**WHAT YOU NEED TO DO**
Pick out every line in the data below that contains the word "white", and copy each one.

**GIVEN DATA**
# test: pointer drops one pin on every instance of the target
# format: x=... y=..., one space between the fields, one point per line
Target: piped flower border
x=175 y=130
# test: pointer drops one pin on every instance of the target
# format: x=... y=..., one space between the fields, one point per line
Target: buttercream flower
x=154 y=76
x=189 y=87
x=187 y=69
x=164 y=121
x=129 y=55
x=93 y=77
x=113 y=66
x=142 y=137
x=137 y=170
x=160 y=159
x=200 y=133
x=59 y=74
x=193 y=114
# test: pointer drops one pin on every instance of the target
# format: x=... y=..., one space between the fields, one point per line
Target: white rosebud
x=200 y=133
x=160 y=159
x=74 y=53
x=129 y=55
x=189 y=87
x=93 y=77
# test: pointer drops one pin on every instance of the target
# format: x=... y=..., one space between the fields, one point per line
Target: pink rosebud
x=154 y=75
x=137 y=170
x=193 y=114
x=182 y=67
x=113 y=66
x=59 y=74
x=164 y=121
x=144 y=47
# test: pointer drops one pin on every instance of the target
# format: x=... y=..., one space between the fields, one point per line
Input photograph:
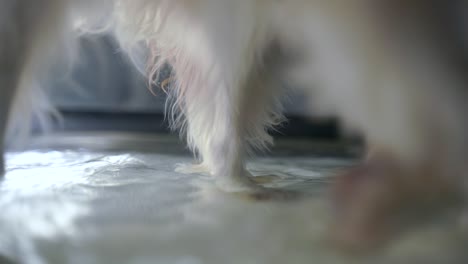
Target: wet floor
x=70 y=205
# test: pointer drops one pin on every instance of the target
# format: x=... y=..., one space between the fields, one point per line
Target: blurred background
x=105 y=92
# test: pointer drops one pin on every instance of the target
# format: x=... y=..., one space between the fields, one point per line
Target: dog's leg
x=219 y=105
x=25 y=29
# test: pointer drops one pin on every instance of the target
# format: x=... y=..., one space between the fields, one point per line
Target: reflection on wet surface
x=131 y=207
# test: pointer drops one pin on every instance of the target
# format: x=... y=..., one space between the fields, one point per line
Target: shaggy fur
x=393 y=70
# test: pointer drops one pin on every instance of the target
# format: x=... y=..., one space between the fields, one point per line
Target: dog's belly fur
x=389 y=69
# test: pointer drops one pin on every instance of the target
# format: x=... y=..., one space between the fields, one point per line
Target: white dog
x=393 y=70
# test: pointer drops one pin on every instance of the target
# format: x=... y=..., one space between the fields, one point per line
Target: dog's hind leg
x=27 y=28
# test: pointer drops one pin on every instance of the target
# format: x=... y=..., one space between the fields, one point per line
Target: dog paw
x=377 y=201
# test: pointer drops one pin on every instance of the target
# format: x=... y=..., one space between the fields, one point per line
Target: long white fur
x=224 y=94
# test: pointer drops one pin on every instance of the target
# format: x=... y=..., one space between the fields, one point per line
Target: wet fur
x=381 y=66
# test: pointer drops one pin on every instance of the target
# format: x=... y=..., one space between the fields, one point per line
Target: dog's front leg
x=29 y=30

**EXPECTED ANSWER**
Target: white rosebud
Target: white dog
Target: long white fur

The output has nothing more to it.